▶ Exercise goal:
Would you copy each line of the records that includes the word "housing"?

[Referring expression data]
==============================
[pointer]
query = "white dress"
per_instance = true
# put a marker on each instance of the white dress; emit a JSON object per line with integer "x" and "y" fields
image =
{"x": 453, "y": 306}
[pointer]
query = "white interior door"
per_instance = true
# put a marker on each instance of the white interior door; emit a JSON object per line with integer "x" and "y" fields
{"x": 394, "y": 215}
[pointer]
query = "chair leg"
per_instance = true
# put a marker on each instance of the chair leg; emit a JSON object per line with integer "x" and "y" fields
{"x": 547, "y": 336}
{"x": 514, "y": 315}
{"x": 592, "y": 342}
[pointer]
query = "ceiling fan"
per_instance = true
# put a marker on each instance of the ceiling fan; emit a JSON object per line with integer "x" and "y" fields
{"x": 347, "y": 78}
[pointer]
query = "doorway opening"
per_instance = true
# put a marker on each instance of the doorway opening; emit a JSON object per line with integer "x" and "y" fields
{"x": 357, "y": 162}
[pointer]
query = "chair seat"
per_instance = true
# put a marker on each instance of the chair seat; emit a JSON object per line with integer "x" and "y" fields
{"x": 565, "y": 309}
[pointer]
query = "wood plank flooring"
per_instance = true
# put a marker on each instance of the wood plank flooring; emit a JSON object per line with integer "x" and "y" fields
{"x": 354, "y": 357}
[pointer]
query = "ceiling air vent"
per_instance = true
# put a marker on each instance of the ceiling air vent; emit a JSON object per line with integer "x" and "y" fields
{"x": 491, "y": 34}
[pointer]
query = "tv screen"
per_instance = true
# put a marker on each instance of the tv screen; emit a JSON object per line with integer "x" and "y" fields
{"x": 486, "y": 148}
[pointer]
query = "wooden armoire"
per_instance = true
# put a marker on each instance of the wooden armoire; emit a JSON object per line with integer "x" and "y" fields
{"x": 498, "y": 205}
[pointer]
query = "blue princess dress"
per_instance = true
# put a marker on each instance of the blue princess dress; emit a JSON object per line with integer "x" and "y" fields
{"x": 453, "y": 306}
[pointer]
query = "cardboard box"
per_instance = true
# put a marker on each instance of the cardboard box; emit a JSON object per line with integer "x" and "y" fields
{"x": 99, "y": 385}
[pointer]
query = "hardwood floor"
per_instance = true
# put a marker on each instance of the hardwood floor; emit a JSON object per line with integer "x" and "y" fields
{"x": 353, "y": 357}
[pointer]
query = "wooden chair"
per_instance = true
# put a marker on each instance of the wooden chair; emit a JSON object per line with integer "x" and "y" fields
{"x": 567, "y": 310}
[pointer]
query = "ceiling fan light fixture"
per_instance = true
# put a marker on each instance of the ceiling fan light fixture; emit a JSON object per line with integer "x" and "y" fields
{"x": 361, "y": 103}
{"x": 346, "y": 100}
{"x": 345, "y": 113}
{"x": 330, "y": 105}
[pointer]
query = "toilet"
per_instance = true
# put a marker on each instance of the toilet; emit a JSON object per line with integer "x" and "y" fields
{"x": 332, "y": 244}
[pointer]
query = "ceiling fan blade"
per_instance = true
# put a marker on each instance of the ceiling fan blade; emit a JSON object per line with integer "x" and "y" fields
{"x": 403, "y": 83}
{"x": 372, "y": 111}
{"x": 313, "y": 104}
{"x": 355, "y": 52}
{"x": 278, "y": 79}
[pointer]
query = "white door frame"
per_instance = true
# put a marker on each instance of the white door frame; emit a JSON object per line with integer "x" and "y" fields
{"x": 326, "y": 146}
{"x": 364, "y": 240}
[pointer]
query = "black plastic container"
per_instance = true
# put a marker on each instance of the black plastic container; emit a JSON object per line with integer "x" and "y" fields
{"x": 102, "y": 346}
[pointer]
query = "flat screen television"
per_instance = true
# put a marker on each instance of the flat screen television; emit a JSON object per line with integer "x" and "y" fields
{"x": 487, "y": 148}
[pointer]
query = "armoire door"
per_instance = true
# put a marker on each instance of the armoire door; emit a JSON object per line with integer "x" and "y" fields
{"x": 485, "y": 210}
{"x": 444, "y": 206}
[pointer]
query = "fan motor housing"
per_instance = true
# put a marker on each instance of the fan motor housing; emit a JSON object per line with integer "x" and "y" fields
==============================
▶ Task response:
query = "fan motor housing"
# put a marker on each instance of the fan motor housing; emit a JSON object per line with integer "x" and "y" fields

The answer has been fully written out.